**PROBLEM STATEMENT**: Rewrite everything from the line containing "Would you be able to indicate the musician" down to the end of the records, requests included, with each point coordinate multiplied by 2.3 and rounded to a whole number, halves rounded up. Give only that span, and leave out the pictures.

**ENTRIES SHOWN**:
• • •

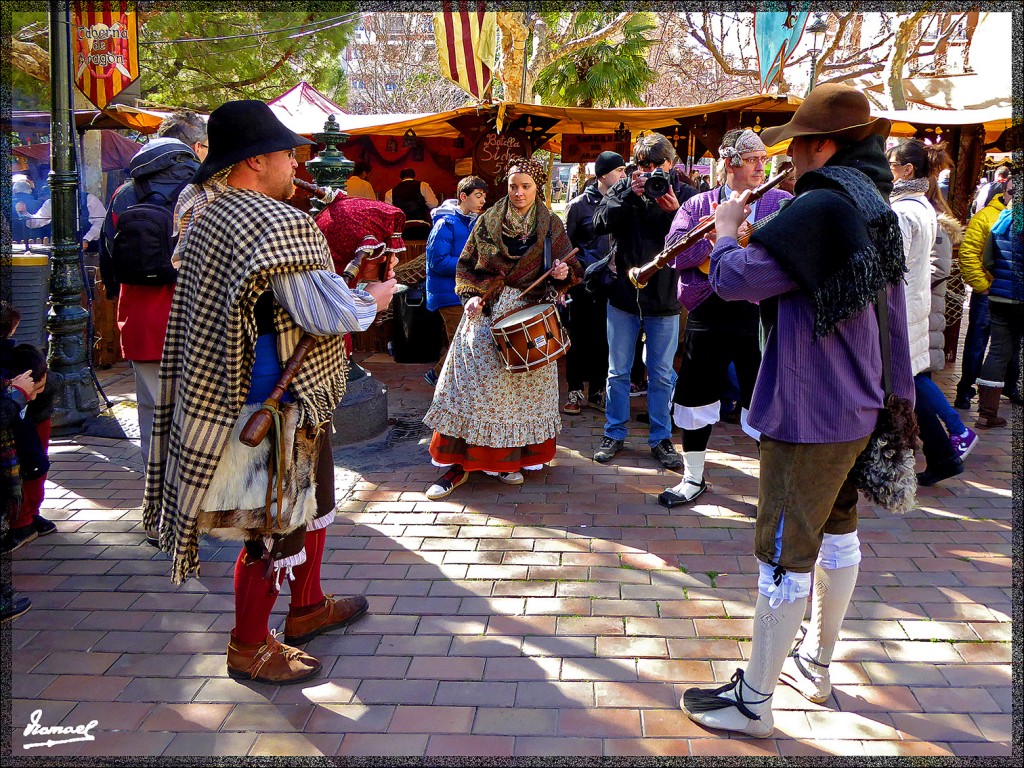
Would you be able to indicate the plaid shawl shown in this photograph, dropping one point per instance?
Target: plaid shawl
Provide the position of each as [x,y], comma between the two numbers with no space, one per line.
[485,266]
[241,240]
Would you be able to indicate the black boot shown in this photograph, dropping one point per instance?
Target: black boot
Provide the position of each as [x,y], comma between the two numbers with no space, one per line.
[942,471]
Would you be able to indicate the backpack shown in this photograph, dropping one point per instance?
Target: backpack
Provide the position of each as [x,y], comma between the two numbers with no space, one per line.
[143,239]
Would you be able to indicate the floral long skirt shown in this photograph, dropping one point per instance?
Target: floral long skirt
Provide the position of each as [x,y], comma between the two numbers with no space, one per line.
[485,418]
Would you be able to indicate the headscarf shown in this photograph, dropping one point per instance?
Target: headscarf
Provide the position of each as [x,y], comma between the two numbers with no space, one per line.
[747,141]
[522,225]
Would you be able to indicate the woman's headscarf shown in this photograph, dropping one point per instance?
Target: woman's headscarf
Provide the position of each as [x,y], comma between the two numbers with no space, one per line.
[517,224]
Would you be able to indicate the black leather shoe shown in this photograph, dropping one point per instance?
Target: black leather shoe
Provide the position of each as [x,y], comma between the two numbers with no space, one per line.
[948,468]
[608,448]
[666,453]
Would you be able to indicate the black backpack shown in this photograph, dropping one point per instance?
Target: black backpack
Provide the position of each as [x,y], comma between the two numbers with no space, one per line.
[143,239]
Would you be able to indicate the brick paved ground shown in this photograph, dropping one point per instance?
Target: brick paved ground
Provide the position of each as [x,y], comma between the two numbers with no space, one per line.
[561,617]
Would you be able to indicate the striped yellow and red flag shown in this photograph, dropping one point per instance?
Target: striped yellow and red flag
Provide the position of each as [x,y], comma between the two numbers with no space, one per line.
[466,43]
[104,44]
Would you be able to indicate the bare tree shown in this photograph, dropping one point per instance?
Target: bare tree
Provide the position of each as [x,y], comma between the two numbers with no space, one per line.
[919,41]
[392,68]
[687,73]
[552,36]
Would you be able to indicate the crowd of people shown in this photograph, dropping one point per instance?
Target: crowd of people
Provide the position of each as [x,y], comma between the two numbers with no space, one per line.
[814,308]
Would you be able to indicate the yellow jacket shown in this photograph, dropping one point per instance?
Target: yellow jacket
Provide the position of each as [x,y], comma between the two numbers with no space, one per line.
[974,244]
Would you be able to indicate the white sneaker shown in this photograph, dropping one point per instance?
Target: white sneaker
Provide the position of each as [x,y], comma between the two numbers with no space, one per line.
[809,678]
[509,478]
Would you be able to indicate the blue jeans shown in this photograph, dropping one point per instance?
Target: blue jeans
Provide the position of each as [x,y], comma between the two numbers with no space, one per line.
[932,397]
[662,340]
[978,329]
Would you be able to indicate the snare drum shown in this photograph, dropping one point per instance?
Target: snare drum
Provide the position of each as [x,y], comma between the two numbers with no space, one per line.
[529,338]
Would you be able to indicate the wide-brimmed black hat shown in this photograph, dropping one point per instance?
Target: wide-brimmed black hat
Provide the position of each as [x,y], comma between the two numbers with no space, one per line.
[238,130]
[832,110]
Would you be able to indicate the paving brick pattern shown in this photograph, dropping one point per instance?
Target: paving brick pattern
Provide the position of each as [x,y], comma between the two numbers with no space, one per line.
[564,616]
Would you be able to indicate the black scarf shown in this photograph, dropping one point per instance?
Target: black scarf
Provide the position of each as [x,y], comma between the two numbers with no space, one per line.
[838,239]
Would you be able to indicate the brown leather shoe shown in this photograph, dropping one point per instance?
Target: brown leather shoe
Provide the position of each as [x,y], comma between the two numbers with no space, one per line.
[269,662]
[330,615]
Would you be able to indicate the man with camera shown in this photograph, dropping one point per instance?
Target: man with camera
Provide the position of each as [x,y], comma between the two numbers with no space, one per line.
[636,214]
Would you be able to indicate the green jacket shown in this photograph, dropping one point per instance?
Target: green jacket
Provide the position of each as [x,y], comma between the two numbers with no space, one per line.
[974,245]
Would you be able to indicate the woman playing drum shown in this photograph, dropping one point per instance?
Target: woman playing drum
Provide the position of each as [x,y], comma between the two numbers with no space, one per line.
[483,417]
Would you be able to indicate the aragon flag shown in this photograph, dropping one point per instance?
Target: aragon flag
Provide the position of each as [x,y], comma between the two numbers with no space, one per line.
[776,35]
[104,46]
[466,44]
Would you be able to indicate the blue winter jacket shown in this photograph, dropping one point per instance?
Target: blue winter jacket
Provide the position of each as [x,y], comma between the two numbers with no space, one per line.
[1007,256]
[448,238]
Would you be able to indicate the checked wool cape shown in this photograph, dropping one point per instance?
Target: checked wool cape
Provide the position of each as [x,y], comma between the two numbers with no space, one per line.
[235,246]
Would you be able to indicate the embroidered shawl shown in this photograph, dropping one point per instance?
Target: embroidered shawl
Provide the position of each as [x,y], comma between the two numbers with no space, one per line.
[485,266]
[242,239]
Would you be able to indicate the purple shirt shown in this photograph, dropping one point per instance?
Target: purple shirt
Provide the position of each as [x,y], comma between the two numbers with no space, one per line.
[812,390]
[693,284]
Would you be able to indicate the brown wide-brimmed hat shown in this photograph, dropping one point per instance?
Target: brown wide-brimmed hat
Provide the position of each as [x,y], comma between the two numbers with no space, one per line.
[832,110]
[243,129]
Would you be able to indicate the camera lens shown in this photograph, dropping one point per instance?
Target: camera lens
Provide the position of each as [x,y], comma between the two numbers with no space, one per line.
[656,185]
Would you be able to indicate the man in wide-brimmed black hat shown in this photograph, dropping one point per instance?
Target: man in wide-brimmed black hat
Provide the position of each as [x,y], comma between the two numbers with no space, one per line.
[816,269]
[255,274]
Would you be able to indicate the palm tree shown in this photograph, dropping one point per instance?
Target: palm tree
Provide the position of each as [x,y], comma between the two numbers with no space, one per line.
[605,74]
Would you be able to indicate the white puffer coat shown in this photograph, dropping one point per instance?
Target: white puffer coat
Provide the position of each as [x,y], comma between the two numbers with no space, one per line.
[918,223]
[949,235]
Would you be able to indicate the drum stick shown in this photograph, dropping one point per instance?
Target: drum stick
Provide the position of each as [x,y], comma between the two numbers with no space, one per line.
[568,257]
[259,423]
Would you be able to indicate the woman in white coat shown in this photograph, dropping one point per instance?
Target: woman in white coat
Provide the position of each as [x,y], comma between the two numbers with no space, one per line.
[927,248]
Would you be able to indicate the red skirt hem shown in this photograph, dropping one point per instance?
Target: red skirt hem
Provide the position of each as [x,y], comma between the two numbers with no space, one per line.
[448,450]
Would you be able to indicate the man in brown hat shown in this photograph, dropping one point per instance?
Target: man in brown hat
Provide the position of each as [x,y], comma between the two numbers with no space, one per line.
[255,274]
[815,269]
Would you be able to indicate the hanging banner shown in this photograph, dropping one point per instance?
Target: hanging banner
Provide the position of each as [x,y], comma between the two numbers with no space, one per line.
[579,147]
[104,48]
[467,39]
[776,35]
[493,152]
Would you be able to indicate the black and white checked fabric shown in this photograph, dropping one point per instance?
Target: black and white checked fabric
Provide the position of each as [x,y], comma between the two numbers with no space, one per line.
[235,246]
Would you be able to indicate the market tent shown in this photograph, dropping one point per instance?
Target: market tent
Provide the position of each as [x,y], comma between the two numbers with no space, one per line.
[557,120]
[303,109]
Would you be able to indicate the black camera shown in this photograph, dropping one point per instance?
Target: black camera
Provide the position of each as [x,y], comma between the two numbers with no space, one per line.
[656,184]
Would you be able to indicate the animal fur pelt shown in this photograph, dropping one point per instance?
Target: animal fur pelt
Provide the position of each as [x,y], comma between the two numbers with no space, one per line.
[235,504]
[884,471]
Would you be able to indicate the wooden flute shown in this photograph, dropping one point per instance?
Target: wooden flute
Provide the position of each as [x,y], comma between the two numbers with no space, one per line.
[640,275]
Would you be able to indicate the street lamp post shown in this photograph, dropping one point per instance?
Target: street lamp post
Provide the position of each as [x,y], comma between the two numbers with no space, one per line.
[817,29]
[75,400]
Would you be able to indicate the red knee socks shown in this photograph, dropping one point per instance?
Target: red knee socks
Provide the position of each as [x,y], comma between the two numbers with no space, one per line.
[306,592]
[254,598]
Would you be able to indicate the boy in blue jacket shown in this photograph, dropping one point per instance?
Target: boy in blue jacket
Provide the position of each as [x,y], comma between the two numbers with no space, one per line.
[454,220]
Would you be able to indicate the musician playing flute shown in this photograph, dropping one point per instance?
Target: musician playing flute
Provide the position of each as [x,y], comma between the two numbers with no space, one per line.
[816,269]
[484,417]
[255,273]
[718,333]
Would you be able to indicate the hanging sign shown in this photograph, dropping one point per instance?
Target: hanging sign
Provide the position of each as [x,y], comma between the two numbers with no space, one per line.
[493,152]
[104,48]
[579,147]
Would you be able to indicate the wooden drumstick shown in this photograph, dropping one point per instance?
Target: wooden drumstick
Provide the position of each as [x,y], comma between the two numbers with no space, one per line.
[259,423]
[568,257]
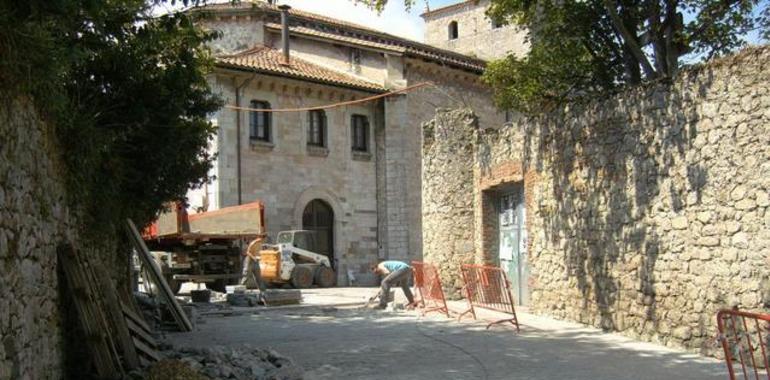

• • •

**RESPONSE**:
Would you be able to indicate the musician playing flute shown in this photograph, dropping one point per instance?
Target: musician playing flute
Provide the position of each as [x,y], comma between the two numbers with no space, one per line.
[1877,619]
[1113,959]
[587,628]
[1651,766]
Would you be able to indicate the hanging sign shown in this photograph, dropping one point per instance?
Target: hanging sign
Provide the position of each as [x,y], comma between the two numbers with no space, one per line.
[1134,350]
[239,110]
[1332,338]
Would you be able to indicate the wooden drumstick shown in this photograph, dropping one point per instance?
Target: wooden drumstick
Provide the position of each as [x,y], comma between the two numbers with no space, one per line.
[596,973]
[1306,591]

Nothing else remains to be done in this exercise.